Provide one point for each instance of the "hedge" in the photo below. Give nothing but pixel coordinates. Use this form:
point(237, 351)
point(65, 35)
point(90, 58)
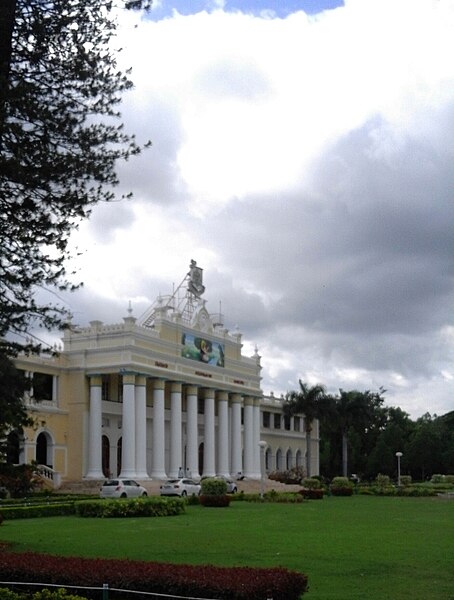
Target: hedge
point(224, 583)
point(38, 510)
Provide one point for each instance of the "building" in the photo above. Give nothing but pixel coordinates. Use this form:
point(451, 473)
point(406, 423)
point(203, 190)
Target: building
point(167, 393)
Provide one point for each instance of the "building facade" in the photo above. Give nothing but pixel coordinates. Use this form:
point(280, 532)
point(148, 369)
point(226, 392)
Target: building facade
point(167, 393)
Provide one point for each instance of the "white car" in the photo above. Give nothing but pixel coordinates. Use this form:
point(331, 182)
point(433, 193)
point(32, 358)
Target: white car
point(122, 488)
point(180, 487)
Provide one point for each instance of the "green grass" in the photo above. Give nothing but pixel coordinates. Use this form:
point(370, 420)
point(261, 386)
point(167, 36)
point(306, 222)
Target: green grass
point(351, 548)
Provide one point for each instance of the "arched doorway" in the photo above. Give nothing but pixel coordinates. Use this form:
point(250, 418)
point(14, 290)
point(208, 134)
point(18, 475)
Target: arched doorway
point(13, 448)
point(289, 460)
point(44, 449)
point(105, 456)
point(298, 459)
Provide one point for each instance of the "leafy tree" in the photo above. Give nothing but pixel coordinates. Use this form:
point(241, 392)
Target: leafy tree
point(311, 402)
point(60, 140)
point(425, 448)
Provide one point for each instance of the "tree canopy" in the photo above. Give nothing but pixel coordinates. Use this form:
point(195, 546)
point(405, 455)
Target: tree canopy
point(60, 140)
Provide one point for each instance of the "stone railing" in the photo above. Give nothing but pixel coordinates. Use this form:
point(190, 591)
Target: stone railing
point(49, 475)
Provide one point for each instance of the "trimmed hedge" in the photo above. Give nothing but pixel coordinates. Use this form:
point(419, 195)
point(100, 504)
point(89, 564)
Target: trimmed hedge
point(312, 494)
point(133, 507)
point(224, 583)
point(45, 594)
point(38, 510)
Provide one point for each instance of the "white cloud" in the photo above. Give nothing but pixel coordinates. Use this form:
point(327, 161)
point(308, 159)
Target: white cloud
point(306, 164)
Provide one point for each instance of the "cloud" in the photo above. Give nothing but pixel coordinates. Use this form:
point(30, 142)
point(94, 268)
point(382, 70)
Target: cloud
point(305, 162)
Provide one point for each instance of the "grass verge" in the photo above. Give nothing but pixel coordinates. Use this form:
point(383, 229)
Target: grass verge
point(351, 548)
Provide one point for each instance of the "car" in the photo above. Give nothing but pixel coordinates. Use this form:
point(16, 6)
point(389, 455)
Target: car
point(180, 487)
point(231, 485)
point(122, 488)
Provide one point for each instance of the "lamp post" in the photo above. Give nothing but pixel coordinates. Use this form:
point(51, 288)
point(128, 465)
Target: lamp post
point(262, 445)
point(399, 455)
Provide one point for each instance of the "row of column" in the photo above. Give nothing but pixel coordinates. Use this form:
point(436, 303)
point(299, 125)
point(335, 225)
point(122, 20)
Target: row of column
point(229, 449)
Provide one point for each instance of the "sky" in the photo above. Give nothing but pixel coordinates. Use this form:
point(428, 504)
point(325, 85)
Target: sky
point(303, 156)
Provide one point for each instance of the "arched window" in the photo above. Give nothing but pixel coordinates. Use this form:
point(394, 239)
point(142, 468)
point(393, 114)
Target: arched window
point(279, 465)
point(13, 448)
point(105, 456)
point(44, 449)
point(298, 459)
point(268, 460)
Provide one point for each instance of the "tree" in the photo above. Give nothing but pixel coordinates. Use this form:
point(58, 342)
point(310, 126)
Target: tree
point(311, 402)
point(60, 142)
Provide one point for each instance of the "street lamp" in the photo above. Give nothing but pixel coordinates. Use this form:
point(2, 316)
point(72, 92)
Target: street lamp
point(262, 445)
point(399, 455)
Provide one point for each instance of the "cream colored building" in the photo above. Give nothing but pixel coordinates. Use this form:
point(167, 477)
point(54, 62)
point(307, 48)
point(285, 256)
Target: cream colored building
point(170, 392)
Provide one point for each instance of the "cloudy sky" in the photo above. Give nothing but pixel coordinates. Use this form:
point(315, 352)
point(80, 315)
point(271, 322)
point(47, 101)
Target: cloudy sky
point(303, 156)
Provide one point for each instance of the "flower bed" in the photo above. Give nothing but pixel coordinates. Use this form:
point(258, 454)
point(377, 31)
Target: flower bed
point(238, 583)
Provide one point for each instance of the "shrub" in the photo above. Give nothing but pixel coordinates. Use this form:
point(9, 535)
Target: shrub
point(292, 476)
point(383, 480)
point(341, 482)
point(212, 486)
point(234, 583)
point(45, 594)
point(438, 478)
point(311, 483)
point(312, 494)
point(133, 507)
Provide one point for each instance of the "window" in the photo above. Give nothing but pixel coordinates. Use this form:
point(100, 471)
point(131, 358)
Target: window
point(42, 386)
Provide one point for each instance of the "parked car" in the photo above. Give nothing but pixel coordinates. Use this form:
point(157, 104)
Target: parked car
point(231, 485)
point(122, 488)
point(180, 487)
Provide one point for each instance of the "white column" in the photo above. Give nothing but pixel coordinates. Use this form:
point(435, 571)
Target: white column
point(141, 427)
point(158, 469)
point(95, 430)
point(249, 470)
point(209, 457)
point(176, 456)
point(223, 434)
point(256, 413)
point(192, 432)
point(128, 446)
point(237, 462)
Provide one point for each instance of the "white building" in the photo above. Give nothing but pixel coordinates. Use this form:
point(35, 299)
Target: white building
point(150, 397)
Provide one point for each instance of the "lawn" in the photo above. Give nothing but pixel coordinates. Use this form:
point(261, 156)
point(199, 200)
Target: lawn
point(351, 548)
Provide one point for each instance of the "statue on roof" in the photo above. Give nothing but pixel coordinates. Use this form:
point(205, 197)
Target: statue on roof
point(195, 285)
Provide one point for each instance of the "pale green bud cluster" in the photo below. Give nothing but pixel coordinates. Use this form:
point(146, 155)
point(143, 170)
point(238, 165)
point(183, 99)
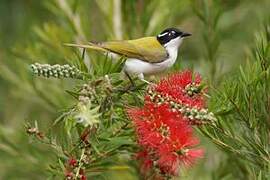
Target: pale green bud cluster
point(192, 89)
point(57, 71)
point(86, 94)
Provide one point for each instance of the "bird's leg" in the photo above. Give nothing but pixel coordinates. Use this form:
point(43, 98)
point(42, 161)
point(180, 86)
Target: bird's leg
point(141, 77)
point(130, 79)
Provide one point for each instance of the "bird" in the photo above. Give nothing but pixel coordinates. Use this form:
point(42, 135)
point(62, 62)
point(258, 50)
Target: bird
point(144, 56)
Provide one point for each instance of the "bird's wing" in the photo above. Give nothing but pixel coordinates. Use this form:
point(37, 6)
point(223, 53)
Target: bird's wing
point(147, 49)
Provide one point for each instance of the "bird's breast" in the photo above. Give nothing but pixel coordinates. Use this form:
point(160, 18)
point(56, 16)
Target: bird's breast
point(136, 66)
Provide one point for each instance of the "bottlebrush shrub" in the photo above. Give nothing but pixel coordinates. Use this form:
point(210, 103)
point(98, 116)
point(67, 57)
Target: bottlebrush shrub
point(165, 138)
point(163, 124)
point(98, 136)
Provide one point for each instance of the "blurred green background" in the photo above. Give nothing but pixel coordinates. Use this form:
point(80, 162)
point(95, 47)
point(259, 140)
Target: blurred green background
point(33, 31)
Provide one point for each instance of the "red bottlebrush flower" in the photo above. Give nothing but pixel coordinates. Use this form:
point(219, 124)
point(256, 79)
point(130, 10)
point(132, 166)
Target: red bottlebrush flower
point(69, 175)
point(72, 162)
point(83, 177)
point(183, 87)
point(165, 135)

____

Leaving aside the images, write out the entries above word for word.

> [Task solution]:
Provide one point for each instance of the "hedge" in the photo below. Give nothing but pixel coordinates. Use this form:
point(237, 351)
point(65, 35)
point(90, 58)
Target: hedge
point(224, 583)
point(38, 510)
Provide one point for each instance of the "building" in the photo above. Give nothing but pixel coordinates. Use this form:
point(451, 473)
point(406, 423)
point(203, 190)
Target: building
point(167, 393)
Provide one point for each instance of the "building facade" in the photo above. Give nothing but pixel coordinates. Use this form:
point(280, 532)
point(148, 369)
point(226, 392)
Target: building facade
point(167, 393)
Provide one point for each instance of the "white car" in the photo above. Give nothing but pixel coordinates. Use this form:
point(331, 182)
point(433, 193)
point(32, 358)
Target: white car
point(122, 488)
point(180, 487)
Provide one point for each instance of the "green grass" in the photo above. Give nothing but pixel coordinates. Use this form:
point(370, 420)
point(261, 386)
point(167, 36)
point(306, 222)
Target: green grass
point(351, 548)
Provide one point for each instance of the "arched doorway" in the photo above. Give nothing but pixel coordinates. Use this form:
point(250, 418)
point(14, 290)
point(208, 134)
point(18, 475)
Target: arched doorway
point(13, 448)
point(289, 460)
point(44, 449)
point(105, 456)
point(298, 459)
Provide one point for each instance of the "leafy tree" in the photo above. Give nothing but pixel coordinates. Use this form:
point(241, 392)
Target: leafy tree
point(311, 402)
point(60, 140)
point(425, 448)
Provide one point for each instance of the "tree canopy" in the photo above. Give nothing but pixel coordinates. Use this form:
point(195, 546)
point(405, 455)
Target: tree canopy
point(60, 140)
Provide one point for each instance of the "stone railing" in the photo above. Give nothing but pixel coordinates. Use this form:
point(190, 591)
Target: stone railing
point(49, 475)
Provide one point for each instance of the "trimmed hedge" in the photo above. Give nothing but pixel coordinates. Use this form:
point(419, 195)
point(100, 504)
point(89, 564)
Target: trimmed hedge
point(312, 494)
point(133, 507)
point(224, 583)
point(45, 594)
point(38, 510)
Provide one point for each instance of the "white cloud" in the photo above. Give nothing but pixel coordinates. Use this form:
point(327, 161)
point(308, 159)
Target: white cloud
point(306, 164)
Provide one point for each instance of the "cloud" in the photo above. Give nothing but pixel coordinates. Use this form:
point(30, 142)
point(94, 268)
point(382, 70)
Target: cloud
point(305, 162)
Provide one point for each instance of the "grass verge" in the photo above. Give nothing but pixel coordinates. Use this form:
point(383, 229)
Target: grass verge
point(351, 548)
Provide one point for each instance of the "car" in the photo above. Give nothing but pixel coordinates. Use this form:
point(16, 6)
point(389, 455)
Target: car
point(180, 487)
point(231, 485)
point(122, 488)
Provide one point for each instance of the "lamp post" in the photo above. Give nothing but pixel coordinates. Use this form:
point(51, 288)
point(128, 465)
Target: lamp post
point(262, 445)
point(399, 455)
Provide one point for each instance of the "row of column" in the photo above. Give nothing but pixel coordinates. Use this form:
point(436, 303)
point(299, 125)
point(335, 225)
point(122, 20)
Target: row of column
point(229, 449)
Provide one point for each instance of the "sky" in the photo above. Give nothing but pixel coordinates. Use this form:
point(428, 504)
point(325, 85)
Target: sky
point(303, 156)
Provide one point for each instance of the "arched window" in the photo above. Give nothing but pixel coordinates. Use this form:
point(394, 239)
point(142, 468)
point(393, 114)
Target: arched window
point(279, 465)
point(13, 448)
point(105, 456)
point(44, 449)
point(298, 459)
point(268, 460)
Provide one point for each instance of the "tree" in the photo above. Give nothing but pixel coordinates. Use this form:
point(58, 342)
point(310, 126)
Target: tree
point(311, 402)
point(60, 142)
Provide one point for each instance of the "street lamp" in the photo above. Give nothing but pixel coordinates. Use this form:
point(2, 316)
point(72, 92)
Target: street lamp
point(262, 445)
point(399, 455)
Provide one point for each instance of the "cream colored building" in the photo above. Give nothing but pixel coordinates. Use this form:
point(167, 477)
point(54, 62)
point(307, 48)
point(285, 256)
Target: cream colored building
point(170, 392)
Provide one point for each instance of the "cloudy sky" in the photo above. Give nothing but pixel coordinates. Use this form:
point(315, 352)
point(80, 315)
point(271, 322)
point(47, 101)
Target: cloudy sky
point(303, 156)
Provide one point for each instance of the "flower bed" in the photo above. Give nothing but pixel coordinates. Use this form:
point(258, 454)
point(377, 31)
Target: flower bed
point(238, 583)
Provide one point for each instance of the "shrub" in the photo above. Give nothing but pixel coordinates. Use this form:
point(9, 535)
Target: shrub
point(292, 476)
point(383, 480)
point(341, 482)
point(212, 486)
point(234, 583)
point(45, 594)
point(438, 478)
point(311, 483)
point(312, 494)
point(133, 507)
Provide one point for each instance of the "window" in the photo above. Give nothing but pixel coordinates. Use this form:
point(100, 471)
point(131, 358)
Target: window
point(42, 386)
Provide one point for each instance of the "parked car" in the photo above. Give nothing but pixel coordinates. Use this form:
point(157, 104)
Target: parked car
point(231, 485)
point(122, 488)
point(180, 487)
Provide one point for each instance of the "white column" in the photo above. Give nothing but pixel coordinates. Use this form:
point(435, 571)
Target: white column
point(141, 427)
point(158, 469)
point(95, 430)
point(249, 470)
point(209, 457)
point(176, 456)
point(223, 434)
point(256, 413)
point(192, 432)
point(128, 446)
point(237, 462)
Provide one point for each instance of the "white building" in the photo above. Give nothing but pixel coordinates. Use this form:
point(35, 299)
Target: white building
point(150, 397)
Provide one point for each instance of the "lawn" in the photo above. Give nothing but pixel coordinates. Use this form:
point(261, 156)
point(199, 200)
Target: lawn
point(351, 548)
Provide one point for each instance of the "statue on roof" in the photo above. Give nothing but pixel coordinates. Use this form:
point(205, 197)
Target: statue on roof
point(195, 285)
Provide one point for each instance of the "pale green bud cluster" in the photo below. Give nothing but pixel coordinates. Use this form:
point(146, 155)
point(143, 170)
point(238, 165)
point(183, 99)
Target: pale green bud cluster
point(192, 89)
point(57, 71)
point(86, 94)
Provide one point for each instance of the "bird's leg" in the photo above. Give nothing but pixel coordinates. Use this form:
point(43, 98)
point(42, 161)
point(180, 86)
Target: bird's leg
point(141, 77)
point(130, 79)
Provide one point for each instance of the "bird" in the photo above. Give nothing but pixel coordinates. Use this form:
point(42, 135)
point(62, 62)
point(258, 50)
Target: bird
point(144, 56)
Provide one point for each instance of the "bird's wing" in the photo above. Give nothing but pixel coordinates. Use this form:
point(37, 6)
point(223, 53)
Target: bird's wing
point(147, 49)
Provide one point for each instance of the "bird's breast" in the photo above. Give nothing but pixel coordinates. Use this form:
point(160, 18)
point(56, 16)
Target: bird's breast
point(136, 66)
Provide one point for each instance of the "bottlebrush shrub" in the photo above. Give nothing but pixel coordinates. Use this form:
point(210, 103)
point(98, 116)
point(67, 57)
Target: bottlebrush shrub
point(165, 138)
point(163, 124)
point(98, 136)
Provide one point for each instance of the "blurred green background" in the photo above. Give nothing but pixel coordinates. Use this form:
point(80, 162)
point(95, 47)
point(259, 140)
Target: blurred green background
point(33, 31)
Provide one point for each instance of the "red bottlebrush flower" in the photo above. Give nothing but pixel coordinates. Use this form:
point(219, 124)
point(256, 79)
point(130, 10)
point(132, 166)
Target: red bottlebrush flower
point(69, 175)
point(72, 162)
point(83, 177)
point(183, 87)
point(165, 135)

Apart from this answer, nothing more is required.